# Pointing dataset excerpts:
* START *

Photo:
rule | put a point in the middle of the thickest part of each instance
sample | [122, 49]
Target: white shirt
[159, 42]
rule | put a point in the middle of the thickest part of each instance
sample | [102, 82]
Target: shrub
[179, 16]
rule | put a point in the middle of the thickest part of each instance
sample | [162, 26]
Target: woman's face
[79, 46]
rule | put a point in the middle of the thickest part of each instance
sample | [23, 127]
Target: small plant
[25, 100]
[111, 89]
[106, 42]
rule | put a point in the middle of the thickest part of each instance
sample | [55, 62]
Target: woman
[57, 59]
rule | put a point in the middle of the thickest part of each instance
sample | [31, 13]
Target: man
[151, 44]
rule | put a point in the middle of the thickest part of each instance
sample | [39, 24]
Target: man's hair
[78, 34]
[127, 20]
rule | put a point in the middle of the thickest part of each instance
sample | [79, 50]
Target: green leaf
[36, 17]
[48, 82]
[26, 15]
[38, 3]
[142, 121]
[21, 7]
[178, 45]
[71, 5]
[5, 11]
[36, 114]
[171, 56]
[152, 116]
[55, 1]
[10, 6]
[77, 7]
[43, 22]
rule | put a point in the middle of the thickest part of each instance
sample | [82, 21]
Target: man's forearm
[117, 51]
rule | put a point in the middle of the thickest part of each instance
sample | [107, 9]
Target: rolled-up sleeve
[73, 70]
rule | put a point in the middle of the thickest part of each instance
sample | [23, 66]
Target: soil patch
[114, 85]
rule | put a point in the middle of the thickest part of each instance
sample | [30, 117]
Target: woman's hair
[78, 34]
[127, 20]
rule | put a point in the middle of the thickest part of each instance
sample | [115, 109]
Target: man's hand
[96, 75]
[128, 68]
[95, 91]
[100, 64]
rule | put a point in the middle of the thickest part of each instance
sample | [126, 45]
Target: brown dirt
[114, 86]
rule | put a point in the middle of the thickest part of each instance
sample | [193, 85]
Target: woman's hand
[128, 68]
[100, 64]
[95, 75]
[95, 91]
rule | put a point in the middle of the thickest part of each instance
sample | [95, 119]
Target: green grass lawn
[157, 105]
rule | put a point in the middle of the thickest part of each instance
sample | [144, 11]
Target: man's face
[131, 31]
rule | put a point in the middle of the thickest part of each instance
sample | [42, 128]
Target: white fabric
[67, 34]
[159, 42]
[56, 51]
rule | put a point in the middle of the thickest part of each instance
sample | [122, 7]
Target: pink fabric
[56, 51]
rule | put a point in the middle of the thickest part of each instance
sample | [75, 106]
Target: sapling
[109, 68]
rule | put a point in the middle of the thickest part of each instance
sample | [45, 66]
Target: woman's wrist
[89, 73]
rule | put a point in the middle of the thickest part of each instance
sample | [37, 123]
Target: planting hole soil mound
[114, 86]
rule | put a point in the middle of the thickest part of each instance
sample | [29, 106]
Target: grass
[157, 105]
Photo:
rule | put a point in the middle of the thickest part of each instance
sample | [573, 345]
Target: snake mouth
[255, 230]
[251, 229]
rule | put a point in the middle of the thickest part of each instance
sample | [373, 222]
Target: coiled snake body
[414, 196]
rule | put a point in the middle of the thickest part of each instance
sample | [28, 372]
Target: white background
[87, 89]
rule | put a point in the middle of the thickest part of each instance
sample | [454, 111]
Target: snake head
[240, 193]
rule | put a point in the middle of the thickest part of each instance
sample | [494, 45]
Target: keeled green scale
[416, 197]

* END *

# Written task:
Reproduce all of the data exactly as given.

# Full response:
Photo:
rule | put a point in the middle of the thickest part of each instance
sample | [122, 49]
Target: white shirt
[159, 42]
rule | put a point in the middle of the thickest part of each instance
sample | [102, 82]
Target: shrub
[179, 16]
rule | put a point in the middle of the thickest part of each instance
sample | [162, 26]
Target: woman's face
[79, 46]
rule | put a point in the middle of the thickest part of each instance
sample | [23, 127]
Target: small plant
[25, 100]
[111, 89]
[106, 42]
rule | put a point in the middle of the thickest part of each instance
sample | [55, 62]
Target: woman
[57, 59]
rule | put a point in the middle of the thickest part of each instance
sample | [31, 13]
Target: man
[151, 44]
rule | put a point in the middle of the thickest part of each instance
sample | [39, 24]
Target: man's hair
[78, 34]
[127, 20]
rule | put a point in the middle of the thickest part of each instance
sample | [79, 50]
Target: green leaf
[36, 17]
[48, 82]
[26, 15]
[38, 3]
[142, 121]
[21, 7]
[178, 45]
[71, 5]
[5, 11]
[36, 114]
[171, 56]
[152, 116]
[55, 1]
[10, 6]
[77, 7]
[43, 22]
rule | put a point in the middle of the thickest part of each instance
sample | [82, 21]
Target: man's forearm
[117, 51]
rule | put a point in the middle of the thickest part of each instance
sample | [107, 9]
Target: rolled-up sleeve
[73, 70]
rule | put a point in the middle of the thickest part of each instance
sample | [23, 66]
Target: soil patch
[114, 85]
rule | put a point in the middle of the thickest part of each instance
sample | [30, 117]
Target: woman's hair
[78, 34]
[127, 20]
rule | put a point in the middle of the thickest part of each instance
sample | [115, 109]
Target: man's hand
[96, 75]
[128, 68]
[95, 91]
[100, 64]
rule | put a point in the middle of the thickest part of each instance
sample | [126, 45]
Target: brown dirt
[114, 86]
rule | put a point in the middle of the thickest part of each instance
sample | [193, 85]
Target: woman's hand
[128, 68]
[100, 64]
[95, 75]
[95, 91]
rule | put a point in the middle of the thickest part of each instance
sample | [95, 119]
Target: green grass lawn
[157, 105]
rule | put a point in the middle of the thickest part of each instance
sample | [144, 11]
Target: man's face
[131, 31]
rule | put a point in the middle of the thickest part of each instance
sample | [42, 128]
Target: white fabric
[67, 34]
[159, 42]
[56, 51]
rule | put a point in the middle of the thickest part of each instance
sample | [122, 7]
Target: pink fabric
[56, 51]
rule | put a point in the middle of the thickest part of each instance
sample | [75, 106]
Target: sapling
[109, 68]
rule | put a point in the middle of the thickest part of each instance
sample | [45, 66]
Target: woman's wrist
[89, 73]
rule | put a point in the middle of the thickest part of each instance
sample | [37, 123]
Target: planting hole soil mound
[114, 86]
rule | put a point in the middle of the thickest part of each instance
sample | [29, 106]
Target: grass
[157, 105]
Photo:
rule | put a point in the middle of the thickest part of each instance
sample | [573, 345]
Target: snake mouth
[255, 230]
[251, 229]
rule | put a point in the middle of the thickest part of each instance
sample | [373, 222]
Target: coiled snake body
[414, 196]
rule | put a point in the middle of the thickest part of each instance
sample | [28, 372]
Target: white background
[87, 89]
rule | put a point in the middle of the thickest part of each instance
sample | [454, 111]
Target: snake head
[240, 193]
rule | put a point in the middle of the thickest part of each instance
sample | [494, 45]
Target: keeled green scale
[416, 197]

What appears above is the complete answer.